[Point placement records]
────

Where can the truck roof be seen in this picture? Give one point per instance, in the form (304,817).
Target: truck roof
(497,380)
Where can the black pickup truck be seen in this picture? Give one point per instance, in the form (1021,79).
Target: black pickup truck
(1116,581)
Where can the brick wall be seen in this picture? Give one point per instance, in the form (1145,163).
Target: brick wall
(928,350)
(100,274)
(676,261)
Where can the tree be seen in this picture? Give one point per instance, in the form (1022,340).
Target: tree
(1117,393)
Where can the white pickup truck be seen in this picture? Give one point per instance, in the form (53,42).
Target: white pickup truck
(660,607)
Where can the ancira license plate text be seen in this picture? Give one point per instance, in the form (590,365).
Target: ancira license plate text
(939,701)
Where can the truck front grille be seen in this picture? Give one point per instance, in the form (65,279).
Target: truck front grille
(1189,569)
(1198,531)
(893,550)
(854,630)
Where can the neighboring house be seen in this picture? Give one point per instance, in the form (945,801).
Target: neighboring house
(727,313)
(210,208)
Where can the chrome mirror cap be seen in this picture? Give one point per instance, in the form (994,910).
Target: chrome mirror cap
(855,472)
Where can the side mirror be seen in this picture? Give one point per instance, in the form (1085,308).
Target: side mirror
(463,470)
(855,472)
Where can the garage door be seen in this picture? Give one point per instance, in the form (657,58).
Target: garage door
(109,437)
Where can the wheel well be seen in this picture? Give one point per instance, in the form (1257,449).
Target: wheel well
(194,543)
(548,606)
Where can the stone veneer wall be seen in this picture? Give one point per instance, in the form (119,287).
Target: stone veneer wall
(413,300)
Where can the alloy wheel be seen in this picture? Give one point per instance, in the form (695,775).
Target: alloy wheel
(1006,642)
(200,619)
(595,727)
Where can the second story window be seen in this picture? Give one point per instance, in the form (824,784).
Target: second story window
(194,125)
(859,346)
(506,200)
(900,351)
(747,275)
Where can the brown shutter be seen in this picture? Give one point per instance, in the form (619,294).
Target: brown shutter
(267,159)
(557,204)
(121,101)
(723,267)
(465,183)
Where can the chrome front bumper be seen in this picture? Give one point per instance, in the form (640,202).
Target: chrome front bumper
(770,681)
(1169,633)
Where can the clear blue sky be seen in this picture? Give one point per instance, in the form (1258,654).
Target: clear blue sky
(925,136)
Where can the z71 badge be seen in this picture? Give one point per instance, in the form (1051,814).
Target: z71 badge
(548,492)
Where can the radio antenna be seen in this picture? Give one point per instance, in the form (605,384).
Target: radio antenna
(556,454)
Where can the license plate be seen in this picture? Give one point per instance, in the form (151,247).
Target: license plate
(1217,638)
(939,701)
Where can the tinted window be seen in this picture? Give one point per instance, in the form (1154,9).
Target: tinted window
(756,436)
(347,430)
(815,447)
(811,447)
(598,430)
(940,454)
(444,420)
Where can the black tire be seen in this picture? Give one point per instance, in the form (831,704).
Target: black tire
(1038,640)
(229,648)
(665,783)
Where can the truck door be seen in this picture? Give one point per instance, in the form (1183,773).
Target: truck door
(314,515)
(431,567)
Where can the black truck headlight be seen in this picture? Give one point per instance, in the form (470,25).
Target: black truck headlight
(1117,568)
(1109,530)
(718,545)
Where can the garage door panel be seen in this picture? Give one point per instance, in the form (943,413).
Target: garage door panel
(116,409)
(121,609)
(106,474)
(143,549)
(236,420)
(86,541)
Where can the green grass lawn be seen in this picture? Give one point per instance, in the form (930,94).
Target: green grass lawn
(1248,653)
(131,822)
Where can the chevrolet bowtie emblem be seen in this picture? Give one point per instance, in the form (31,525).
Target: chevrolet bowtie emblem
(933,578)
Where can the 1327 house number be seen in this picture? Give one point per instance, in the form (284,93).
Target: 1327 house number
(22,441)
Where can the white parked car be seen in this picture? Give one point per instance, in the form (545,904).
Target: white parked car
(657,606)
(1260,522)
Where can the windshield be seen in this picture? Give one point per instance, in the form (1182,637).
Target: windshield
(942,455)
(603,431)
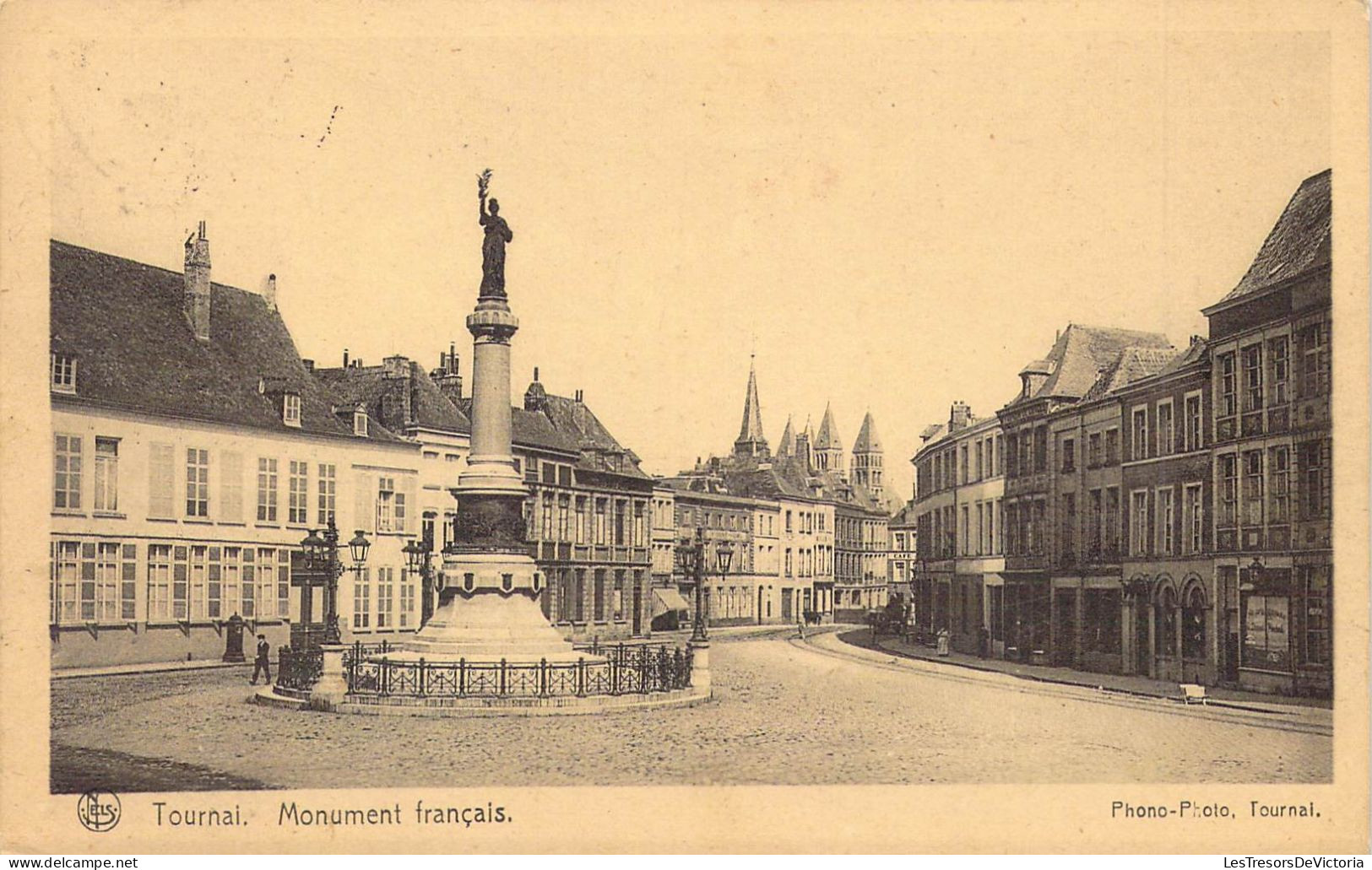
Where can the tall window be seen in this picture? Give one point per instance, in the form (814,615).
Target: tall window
(362,598)
(267,490)
(1317,615)
(1068,536)
(406,616)
(160,582)
(328,493)
(1277,350)
(1139,523)
(1228,489)
(1167,435)
(1228,392)
(1312,343)
(390,505)
(197,482)
(66,488)
(1167,523)
(1312,464)
(1279,468)
(1253,378)
(384,602)
(107,473)
(298,504)
(1112,526)
(1192,412)
(1192,517)
(1139,449)
(1253,488)
(1095,525)
(63,374)
(230,488)
(160,482)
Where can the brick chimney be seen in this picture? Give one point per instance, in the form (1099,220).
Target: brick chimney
(446,375)
(959,414)
(198,283)
(399,396)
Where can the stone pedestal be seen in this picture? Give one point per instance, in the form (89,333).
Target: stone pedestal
(489,608)
(331,690)
(700,666)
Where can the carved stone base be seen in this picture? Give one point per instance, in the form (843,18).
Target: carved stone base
(489,613)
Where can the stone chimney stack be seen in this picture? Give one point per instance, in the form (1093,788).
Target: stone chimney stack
(958,416)
(447,376)
(198,283)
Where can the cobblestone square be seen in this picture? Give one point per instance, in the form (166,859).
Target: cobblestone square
(784,712)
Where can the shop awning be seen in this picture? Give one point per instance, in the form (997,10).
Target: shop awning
(667,600)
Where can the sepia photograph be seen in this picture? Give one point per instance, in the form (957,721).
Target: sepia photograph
(737,400)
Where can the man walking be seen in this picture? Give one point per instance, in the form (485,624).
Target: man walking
(263,661)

────

* [Request]: Will you set down the records word for word while leaving out every picture?

* [Task solution]:
Where can the truck roof be seen in this picture? Give one point per instance, in the form (304,817).
Target: truck roof
(497,380)
Where can the black pickup truck be seen in this picture? Give one point per instance, in the form (1021,79).
Target: black pickup truck
(1116,581)
Where can the brick wall be seen in this picture? Give one point per instance, in the form (1145,163).
Target: brick wall
(928,350)
(100,274)
(676,261)
Where can the tree be seen in this picture? Give one point per instance, in the form (1022,340).
Target: tree
(1117,393)
Where can the white pickup truck be seen in this picture? Give one point per instance, in the form (53,42).
Target: white pickup truck
(660,607)
Where can the ancira license plate text be seen in this picture? Give one point per instance, in the form (590,365).
Target: ancira license plate text
(939,701)
Where can the truck front grille be seen in this picture? Give one point per instance, in the form (65,279).
Target: truck front grille
(1189,569)
(1198,531)
(893,550)
(854,630)
Where can the neighboring house be seen in this picture? Give one point per instance, in the form (945,801).
Target: neighboring house
(727,313)
(210,208)
Where can the chrome mirror cap be seen in this picture? Give one point per instance, in the form (994,910).
Target: chrome mirror cap
(855,472)
Where can the side mirror be seen in this picture? Give one point per instance, in the form (1085,308).
Target: side mirror
(463,470)
(855,472)
Where can the garage door be seen in this picture? Give one point per instance, in the form (657,58).
Target: garage door
(109,437)
Where can the wheel well be seen in this picture? Give one point per instance, in the form (1257,449).
Target: wheel well
(194,543)
(548,606)
Where can the stone veneer wall be seen in this picture? Give one point per instance, in the form (119,287).
Target: stone veneer wall
(413,300)
Where can the alloy wheel be seen in this picture? Give one point per instance, in the form (695,775).
Target: alloy wheel
(1006,642)
(200,619)
(595,727)
Where can the second story window be seen in this picture? Give one point per instance, in the form (824,784).
Target: second story window
(194,125)
(859,346)
(506,200)
(900,351)
(747,275)
Where can the brown shutter be seen in this picture? Give one point per instance, in the form (619,294).
Target: brown shutter
(267,159)
(557,204)
(121,101)
(723,267)
(465,183)
Where can the chrome front bumper be seen in this picture? Give one point per instance, in the form (640,202).
Target: chrome front bumper
(770,681)
(1169,633)
Where can the clear blue sky be seen in this picture? Give one point per instance, in the form (1258,654).
Target: clear blue sky
(925,136)
Where can the z71 badge be seen in this picture? Give one point per instance, in the form (1051,814).
Target: z71 badge
(548,492)
Where can the radio antenna be seen in this picture? Give one point per instance, in the form (605,384).
Target: radio antenna
(556,454)
Where can the license plate be seen in this picture? Give one point per instance, in the form (151,247).
Target: license plate
(1217,638)
(939,701)
Where can the tinted window be seen in this picture? Give one point per instance, in the form (1154,9).
Target: tinted window
(756,436)
(347,430)
(815,447)
(811,447)
(598,430)
(940,454)
(444,420)
Where can the black tire be seen in this picture? Give one point per instance, in the form (831,704).
Target: black tire
(1038,640)
(229,648)
(665,783)
Where can the truck door be seen in this picture? Give one point per instance, in the form (1183,773).
Target: truck door
(314,515)
(431,567)
Where can the black truck headlight be seen in this picture? Give one point per instance, in the form (470,25).
Target: black truck headlight
(1117,568)
(1109,530)
(718,545)
Where can the garage door panel be seen in this picture? Give one point per instance, in the form (943,413).
Target: garage door panel
(116,409)
(121,609)
(106,474)
(143,549)
(236,420)
(86,541)
Where can the green grass lawn be seen in this picture? Give one point per instance, in the form (930,94).
Target: green grass lawn
(1248,653)
(131,822)
Where can the chevrolet bowtie emblem be seen in this picture? Give one point per instance, in the form (31,525).
Target: chevrolet bowtie emblem
(933,578)
Where can the 1327 house number be seen in this picture? Give one point per instance, in the form (284,93).
Target: 1327 house number
(22,441)
Where can the white parked car be seen in this picture? Give one point per instance, in the form (545,904).
Target: white parked car
(657,606)
(1260,522)
Where can the windshield be seen in this picture? Give one point per instance, in the form (1182,637).
Target: windshield
(942,455)
(603,431)
Where can the tall window be seen in this picture? Give one point per instance, in the form (814,615).
Target: tall window
(362,598)
(267,490)
(1317,615)
(1068,536)
(406,616)
(160,582)
(328,493)
(1277,350)
(1139,523)
(1228,489)
(1167,435)
(1228,392)
(1312,343)
(390,505)
(197,482)
(66,488)
(1167,523)
(1312,464)
(1279,468)
(1253,378)
(384,602)
(107,473)
(298,504)
(1112,526)
(1192,412)
(1192,517)
(1139,449)
(1253,488)
(1095,525)
(63,374)
(230,488)
(160,482)
Where can the brick chimney be seen in this picture? Give one point per instance, in the form (1099,220).
Target: brick chimney
(446,375)
(959,414)
(198,283)
(399,396)
Where can the stone pedestal be seen in this picture? Give one point per instance, in the form (89,333).
Target: stone pedestal
(489,608)
(331,690)
(700,666)
Where can the carved stone base be seen in this picture? Give one point per instance, in the form (843,18).
Target: carved stone base
(489,613)
Where can the stone chimney stack be seen in this picture? Give one point per instance, in the form (1093,788).
Target: stone chimney stack
(958,416)
(447,376)
(198,283)
Where can the cobblestone square be seen in this picture? Give one point per instance, in the form (166,859).
Target: cobblestone square
(784,712)
Where can the shop awning be seen in this picture? Give one point per instance, in the form (997,10).
Target: shop awning
(667,600)
Where can the sepia photograph be seen in this picture? Give one point per instance, in the form (957,721).
Target: sepia photograph
(737,400)
Where can the man walking be seen in this picture? Give one point per instance, in the form (485,624).
Target: man walking
(263,661)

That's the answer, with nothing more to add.